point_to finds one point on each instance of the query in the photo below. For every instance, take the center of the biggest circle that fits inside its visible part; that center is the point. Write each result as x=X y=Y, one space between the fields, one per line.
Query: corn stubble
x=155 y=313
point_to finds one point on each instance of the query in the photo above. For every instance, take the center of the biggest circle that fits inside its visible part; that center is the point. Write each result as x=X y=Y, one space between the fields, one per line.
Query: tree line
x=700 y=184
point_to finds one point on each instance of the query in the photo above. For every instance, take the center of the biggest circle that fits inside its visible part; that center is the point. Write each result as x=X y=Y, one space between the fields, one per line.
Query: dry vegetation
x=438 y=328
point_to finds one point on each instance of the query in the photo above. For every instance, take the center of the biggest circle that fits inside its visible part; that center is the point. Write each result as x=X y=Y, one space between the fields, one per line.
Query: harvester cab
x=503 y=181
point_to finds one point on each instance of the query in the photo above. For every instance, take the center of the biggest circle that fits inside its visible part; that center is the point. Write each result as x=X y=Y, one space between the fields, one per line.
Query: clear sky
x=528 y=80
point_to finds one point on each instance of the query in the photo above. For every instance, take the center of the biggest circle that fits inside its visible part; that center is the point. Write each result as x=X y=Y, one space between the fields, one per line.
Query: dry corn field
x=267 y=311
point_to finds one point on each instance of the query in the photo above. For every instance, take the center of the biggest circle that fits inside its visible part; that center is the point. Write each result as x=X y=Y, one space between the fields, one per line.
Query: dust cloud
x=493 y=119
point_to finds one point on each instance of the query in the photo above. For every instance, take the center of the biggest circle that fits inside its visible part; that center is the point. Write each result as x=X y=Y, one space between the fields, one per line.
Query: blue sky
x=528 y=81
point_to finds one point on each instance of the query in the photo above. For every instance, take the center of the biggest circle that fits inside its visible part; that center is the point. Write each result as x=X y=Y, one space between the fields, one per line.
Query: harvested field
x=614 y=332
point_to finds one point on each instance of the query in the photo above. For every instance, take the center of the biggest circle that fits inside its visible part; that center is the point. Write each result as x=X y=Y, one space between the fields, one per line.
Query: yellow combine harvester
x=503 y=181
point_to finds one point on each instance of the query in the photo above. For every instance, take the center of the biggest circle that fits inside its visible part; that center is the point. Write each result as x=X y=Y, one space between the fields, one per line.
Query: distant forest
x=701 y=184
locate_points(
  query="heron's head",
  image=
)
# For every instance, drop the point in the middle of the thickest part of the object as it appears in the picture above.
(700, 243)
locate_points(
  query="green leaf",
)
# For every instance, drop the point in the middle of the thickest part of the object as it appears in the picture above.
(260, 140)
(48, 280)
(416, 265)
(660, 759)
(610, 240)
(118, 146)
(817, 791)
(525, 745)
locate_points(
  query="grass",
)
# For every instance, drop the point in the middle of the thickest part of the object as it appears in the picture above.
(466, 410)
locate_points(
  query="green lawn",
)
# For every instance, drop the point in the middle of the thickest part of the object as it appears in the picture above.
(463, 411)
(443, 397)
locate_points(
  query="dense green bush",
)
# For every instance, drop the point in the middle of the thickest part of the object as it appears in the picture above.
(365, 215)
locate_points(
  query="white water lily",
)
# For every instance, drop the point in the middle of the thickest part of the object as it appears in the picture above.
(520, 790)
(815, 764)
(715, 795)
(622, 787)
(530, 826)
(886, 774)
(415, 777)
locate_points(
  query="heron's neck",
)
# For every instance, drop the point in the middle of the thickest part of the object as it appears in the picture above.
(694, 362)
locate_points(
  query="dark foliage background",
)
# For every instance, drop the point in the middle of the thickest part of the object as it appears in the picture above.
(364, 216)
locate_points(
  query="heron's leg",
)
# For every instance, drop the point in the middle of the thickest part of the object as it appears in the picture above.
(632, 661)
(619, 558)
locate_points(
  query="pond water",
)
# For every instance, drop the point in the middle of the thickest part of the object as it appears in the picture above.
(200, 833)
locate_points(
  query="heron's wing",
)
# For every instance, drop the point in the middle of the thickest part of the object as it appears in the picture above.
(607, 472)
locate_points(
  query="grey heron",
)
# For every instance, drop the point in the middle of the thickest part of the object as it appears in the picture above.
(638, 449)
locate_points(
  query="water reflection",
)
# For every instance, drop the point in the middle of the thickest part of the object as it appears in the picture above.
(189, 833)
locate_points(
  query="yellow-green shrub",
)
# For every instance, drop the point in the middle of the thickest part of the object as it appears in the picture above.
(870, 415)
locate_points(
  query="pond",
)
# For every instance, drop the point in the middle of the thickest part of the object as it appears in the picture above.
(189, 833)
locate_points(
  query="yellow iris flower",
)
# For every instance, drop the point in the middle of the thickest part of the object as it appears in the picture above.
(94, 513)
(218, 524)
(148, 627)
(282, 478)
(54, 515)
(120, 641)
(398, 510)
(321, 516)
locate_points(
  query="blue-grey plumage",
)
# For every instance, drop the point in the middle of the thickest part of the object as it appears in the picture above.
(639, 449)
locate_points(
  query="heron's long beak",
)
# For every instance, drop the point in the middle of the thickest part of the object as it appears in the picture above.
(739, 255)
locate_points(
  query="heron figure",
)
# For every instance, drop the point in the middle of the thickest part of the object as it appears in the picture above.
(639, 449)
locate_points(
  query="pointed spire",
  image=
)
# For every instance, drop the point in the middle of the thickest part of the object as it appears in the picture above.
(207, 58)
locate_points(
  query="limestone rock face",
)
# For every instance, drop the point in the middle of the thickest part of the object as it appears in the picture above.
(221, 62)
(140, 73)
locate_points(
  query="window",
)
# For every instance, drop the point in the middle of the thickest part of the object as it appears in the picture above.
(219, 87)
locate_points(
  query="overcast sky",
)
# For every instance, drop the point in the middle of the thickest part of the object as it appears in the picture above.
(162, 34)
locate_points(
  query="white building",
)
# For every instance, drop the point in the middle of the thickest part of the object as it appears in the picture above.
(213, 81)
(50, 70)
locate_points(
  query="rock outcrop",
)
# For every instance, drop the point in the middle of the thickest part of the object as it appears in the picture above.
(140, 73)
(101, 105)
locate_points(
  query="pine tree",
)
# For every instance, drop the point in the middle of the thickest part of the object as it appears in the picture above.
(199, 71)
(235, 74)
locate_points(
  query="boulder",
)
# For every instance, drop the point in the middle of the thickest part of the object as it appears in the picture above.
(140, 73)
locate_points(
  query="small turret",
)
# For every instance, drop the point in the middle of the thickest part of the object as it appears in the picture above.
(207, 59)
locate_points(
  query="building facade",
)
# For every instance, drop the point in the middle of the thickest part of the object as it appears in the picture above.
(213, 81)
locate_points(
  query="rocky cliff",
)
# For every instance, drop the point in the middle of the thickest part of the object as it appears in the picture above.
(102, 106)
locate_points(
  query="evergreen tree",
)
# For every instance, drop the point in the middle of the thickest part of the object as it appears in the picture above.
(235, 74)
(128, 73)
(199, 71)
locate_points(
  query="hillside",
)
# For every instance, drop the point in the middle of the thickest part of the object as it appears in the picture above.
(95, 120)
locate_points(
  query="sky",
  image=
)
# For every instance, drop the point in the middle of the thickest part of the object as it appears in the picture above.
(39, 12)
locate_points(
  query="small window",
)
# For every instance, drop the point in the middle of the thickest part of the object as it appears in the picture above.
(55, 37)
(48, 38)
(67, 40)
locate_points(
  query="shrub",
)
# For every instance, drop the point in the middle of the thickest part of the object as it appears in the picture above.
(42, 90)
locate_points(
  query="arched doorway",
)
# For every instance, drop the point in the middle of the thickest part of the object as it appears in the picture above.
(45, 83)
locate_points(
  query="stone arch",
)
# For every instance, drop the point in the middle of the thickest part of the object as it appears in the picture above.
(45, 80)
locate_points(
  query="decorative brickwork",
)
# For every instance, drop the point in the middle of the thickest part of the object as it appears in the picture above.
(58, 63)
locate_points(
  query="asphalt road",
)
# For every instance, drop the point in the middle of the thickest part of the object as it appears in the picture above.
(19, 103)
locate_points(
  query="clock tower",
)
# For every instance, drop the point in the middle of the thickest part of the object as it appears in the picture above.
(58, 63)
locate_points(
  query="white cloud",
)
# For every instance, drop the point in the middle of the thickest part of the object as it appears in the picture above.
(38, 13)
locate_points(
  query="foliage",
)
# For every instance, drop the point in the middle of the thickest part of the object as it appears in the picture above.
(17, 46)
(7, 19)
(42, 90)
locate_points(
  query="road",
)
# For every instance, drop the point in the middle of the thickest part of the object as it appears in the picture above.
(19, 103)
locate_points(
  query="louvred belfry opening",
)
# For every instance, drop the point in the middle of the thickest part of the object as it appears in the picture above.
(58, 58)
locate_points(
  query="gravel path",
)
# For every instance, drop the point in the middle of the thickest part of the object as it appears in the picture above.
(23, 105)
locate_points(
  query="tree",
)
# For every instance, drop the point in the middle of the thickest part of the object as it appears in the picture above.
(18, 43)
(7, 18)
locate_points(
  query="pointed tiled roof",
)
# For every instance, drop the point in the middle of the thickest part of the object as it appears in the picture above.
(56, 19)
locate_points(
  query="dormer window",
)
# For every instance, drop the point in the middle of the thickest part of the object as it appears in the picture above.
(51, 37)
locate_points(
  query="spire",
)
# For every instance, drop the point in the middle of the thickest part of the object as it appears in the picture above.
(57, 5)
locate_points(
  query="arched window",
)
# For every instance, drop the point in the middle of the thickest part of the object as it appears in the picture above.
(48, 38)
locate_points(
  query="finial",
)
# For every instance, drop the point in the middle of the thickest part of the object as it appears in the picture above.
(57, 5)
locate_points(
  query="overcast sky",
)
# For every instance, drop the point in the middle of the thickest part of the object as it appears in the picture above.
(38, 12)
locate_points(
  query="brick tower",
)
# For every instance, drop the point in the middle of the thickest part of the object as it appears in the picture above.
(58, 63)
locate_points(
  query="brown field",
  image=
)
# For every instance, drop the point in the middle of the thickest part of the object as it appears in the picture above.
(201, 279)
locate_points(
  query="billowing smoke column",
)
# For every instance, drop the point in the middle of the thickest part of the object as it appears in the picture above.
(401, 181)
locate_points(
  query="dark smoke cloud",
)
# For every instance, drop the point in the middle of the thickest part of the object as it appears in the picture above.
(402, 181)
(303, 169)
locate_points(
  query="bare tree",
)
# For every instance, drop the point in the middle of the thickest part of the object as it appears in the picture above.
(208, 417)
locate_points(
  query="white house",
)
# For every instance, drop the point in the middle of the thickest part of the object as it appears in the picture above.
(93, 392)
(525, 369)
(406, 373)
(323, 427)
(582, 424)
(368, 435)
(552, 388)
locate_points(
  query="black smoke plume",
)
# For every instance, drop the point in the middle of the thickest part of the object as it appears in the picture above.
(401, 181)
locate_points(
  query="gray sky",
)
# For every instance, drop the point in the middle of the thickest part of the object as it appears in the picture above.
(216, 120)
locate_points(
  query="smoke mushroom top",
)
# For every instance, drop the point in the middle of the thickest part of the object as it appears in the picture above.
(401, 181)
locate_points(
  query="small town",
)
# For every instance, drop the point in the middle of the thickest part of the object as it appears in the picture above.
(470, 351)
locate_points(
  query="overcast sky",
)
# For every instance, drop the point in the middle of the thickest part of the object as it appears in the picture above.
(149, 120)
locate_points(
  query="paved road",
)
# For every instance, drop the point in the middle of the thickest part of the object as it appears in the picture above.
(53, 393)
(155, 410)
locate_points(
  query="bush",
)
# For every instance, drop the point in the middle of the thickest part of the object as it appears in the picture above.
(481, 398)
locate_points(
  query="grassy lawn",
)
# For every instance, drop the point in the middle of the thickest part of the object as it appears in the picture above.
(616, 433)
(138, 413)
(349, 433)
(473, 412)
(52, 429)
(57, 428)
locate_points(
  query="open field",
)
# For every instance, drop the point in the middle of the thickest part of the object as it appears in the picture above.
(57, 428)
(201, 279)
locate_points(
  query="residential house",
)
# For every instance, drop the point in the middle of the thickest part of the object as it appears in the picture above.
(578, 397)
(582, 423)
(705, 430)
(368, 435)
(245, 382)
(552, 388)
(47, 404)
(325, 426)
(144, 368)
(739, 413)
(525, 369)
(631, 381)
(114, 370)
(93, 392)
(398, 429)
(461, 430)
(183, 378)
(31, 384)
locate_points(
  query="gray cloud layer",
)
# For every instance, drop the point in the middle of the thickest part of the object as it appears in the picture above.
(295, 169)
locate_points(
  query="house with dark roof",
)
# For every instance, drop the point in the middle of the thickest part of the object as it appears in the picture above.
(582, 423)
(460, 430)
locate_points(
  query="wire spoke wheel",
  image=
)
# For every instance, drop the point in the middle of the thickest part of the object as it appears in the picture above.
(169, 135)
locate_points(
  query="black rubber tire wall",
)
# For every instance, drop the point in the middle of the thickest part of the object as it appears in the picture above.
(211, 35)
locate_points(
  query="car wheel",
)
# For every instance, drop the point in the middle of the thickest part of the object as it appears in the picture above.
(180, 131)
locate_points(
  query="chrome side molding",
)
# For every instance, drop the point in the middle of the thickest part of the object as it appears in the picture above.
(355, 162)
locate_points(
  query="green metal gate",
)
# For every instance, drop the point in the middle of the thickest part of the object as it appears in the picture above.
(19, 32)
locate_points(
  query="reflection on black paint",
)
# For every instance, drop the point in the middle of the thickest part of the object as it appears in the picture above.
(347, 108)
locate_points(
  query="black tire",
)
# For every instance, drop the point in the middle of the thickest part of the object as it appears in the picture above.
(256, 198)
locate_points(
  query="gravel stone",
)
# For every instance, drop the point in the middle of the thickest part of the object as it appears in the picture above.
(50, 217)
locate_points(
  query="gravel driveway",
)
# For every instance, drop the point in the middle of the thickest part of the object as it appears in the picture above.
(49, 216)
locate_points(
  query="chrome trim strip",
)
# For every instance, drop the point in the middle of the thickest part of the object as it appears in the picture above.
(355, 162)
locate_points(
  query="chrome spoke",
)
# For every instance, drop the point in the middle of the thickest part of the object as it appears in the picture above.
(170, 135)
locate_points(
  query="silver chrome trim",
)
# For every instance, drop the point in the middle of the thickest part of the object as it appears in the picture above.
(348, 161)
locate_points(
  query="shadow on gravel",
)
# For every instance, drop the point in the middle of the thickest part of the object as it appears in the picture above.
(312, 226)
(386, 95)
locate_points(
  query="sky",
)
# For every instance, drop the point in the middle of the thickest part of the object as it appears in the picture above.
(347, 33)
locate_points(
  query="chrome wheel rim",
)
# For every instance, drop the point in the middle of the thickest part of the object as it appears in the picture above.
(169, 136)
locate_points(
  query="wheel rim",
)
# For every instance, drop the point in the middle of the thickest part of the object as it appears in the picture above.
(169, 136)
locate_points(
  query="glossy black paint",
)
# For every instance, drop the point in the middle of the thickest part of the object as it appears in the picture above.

########################################

Requirement
Copy only the material from its start down to the line containing "x=700 y=184", including both ends and keeping the requests unchanged. Multiply each x and y coordinate in the answers by 1.4 and round to whole numbers, with halves rounding up.

Answer to the exercise
point_to finds one point on each instance of the query in the photo below. For every instance, take the center of the biggest circle that fits inside its visible part; that center is the point. Write each result as x=X y=Y, one space between the fields, one per line.
Query: corn stubble
x=217 y=438
point_to finds one point on each instance of the query in the photo above. For every instance, take the center of the biggest circle that fits inside its visible part; that center is the point. Write each result as x=X y=Y, one space between the fields, one per line.
Query: tree line
x=980 y=258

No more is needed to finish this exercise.